= WORK INSTRUCTION =
The answer should be every line below, retyped exactly.

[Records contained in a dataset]
______

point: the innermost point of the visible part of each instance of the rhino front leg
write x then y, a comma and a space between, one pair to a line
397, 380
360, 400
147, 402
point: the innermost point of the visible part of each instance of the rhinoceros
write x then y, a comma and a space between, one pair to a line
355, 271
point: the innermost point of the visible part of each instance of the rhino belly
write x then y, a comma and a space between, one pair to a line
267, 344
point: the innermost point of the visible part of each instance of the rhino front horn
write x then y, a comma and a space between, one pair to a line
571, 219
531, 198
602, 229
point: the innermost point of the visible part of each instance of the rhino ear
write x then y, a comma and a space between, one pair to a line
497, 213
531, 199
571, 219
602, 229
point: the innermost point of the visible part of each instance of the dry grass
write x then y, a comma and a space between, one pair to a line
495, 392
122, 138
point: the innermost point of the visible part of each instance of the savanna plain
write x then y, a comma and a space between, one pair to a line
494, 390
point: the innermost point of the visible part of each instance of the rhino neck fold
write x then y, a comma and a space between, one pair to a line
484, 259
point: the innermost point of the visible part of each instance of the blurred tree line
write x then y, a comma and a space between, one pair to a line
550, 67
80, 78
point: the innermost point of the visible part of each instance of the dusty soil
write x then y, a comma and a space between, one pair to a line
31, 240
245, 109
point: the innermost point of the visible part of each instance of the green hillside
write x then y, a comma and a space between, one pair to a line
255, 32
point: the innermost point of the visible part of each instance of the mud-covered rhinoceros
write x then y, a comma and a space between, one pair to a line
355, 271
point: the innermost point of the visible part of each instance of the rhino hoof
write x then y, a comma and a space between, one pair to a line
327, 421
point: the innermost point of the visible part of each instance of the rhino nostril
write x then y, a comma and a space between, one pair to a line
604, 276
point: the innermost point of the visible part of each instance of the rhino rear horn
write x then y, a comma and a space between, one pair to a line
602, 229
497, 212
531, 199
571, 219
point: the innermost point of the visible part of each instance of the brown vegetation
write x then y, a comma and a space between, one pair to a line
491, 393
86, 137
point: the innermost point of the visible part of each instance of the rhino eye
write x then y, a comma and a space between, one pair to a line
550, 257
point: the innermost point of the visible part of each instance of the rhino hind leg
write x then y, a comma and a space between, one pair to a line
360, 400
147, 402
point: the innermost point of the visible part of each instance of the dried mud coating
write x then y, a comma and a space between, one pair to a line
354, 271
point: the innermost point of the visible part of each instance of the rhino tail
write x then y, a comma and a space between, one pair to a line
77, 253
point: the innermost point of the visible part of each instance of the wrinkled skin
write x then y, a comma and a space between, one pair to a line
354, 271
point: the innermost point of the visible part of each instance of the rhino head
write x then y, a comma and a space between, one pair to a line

______

= WRITTEN RESPONSE =
point: the innermost point of the visible part of each instance of the rhino front leg
write x then y, a comma and a space between, one pair to a line
397, 380
360, 400
147, 402
point: the innermost point of the visible part of each instance of the rhinoceros
write x then y, a comma and a space between, one pair to a line
355, 271
point: the innermost point of the visible part of each instance of the rhino belly
write x then y, a comma and a space between, one pair to a line
267, 344
point: the innermost point of the visible part of each instance of the rhino front horn
write x then y, a comma and a space between, one pair to a line
571, 219
531, 198
602, 229
point: the innermost point of the visible part of each instance of the rhino ear
write x then y, a comma and a space between, one pair to a line
497, 213
531, 199
571, 219
602, 229
point: the innermost point of the visible part of each instance of the dry grass
write x then y, a comma and a space between, one pair to a line
495, 392
122, 138
point: the innermost point of the visible part of each instance of the savanna plain
write x then y, a comma and a space between, one pair to a line
494, 390
point: the innermost point of the visible part of each instance of the rhino neck fold
write x then y, a comma and a space between, one pair to a line
484, 259
point: the innermost point of the visible part of each instance of the blurred tree line
write x then y, a comma and a space between, one pair to a line
550, 67
80, 78
point: the innermost point of the visible part of each instance of the dusty soil
write x then y, a comma and a space between, one pair to a line
31, 240
245, 109
point: the innermost point of the visible part of each instance of the green hillside
write x then y, a comma and a space between, one pair to a line
255, 32
point: the innermost point of the visible part of each instance of the mud-covered rhinoceros
write x then y, a comma and a space between, one pair to a line
355, 271
point: the innermost point of the visible part of each instance of the rhino hoof
write x then y, a comma and a space between, one pair to a line
327, 421
point: the innermost point of the visible part of each instance of the rhino nostril
write x then y, a comma and a space between, one pair to a line
604, 276
point: the innermost point of the visible part of each instance of the rhino rear horn
write x then y, a comma and a space between, one pair to a line
602, 229
497, 212
531, 199
571, 219
point: the innermost point of the visible part of each instance of the brown vegetation
write x then y, a comma and a space between, one pair to a line
491, 393
86, 137
point: the innermost point of the visible part of each instance of the rhino eye
write x then y, a comma and a space between, one pair to a line
550, 257
point: the innermost point of the visible part of each instance of the rhino hind leg
write x then y, a comma and a space between, one pair to a line
360, 400
147, 402
point: the innermost point of the visible part of each instance of the dried mud coating
write x then y, a comma and a space between, one pair to a line
354, 271
point: the innermost point of the visible part of each instance of the rhino tail
write x then y, a comma and a space between, one pair to a line
77, 253
point: the innermost point of the visible part of each instance of the wrinkled skin
write x then y, a comma and a space between, one pair to a line
354, 271
point: the innermost point of the visible part of each instance of the rhino head
write x then y, a comma and a space between, one pair to a line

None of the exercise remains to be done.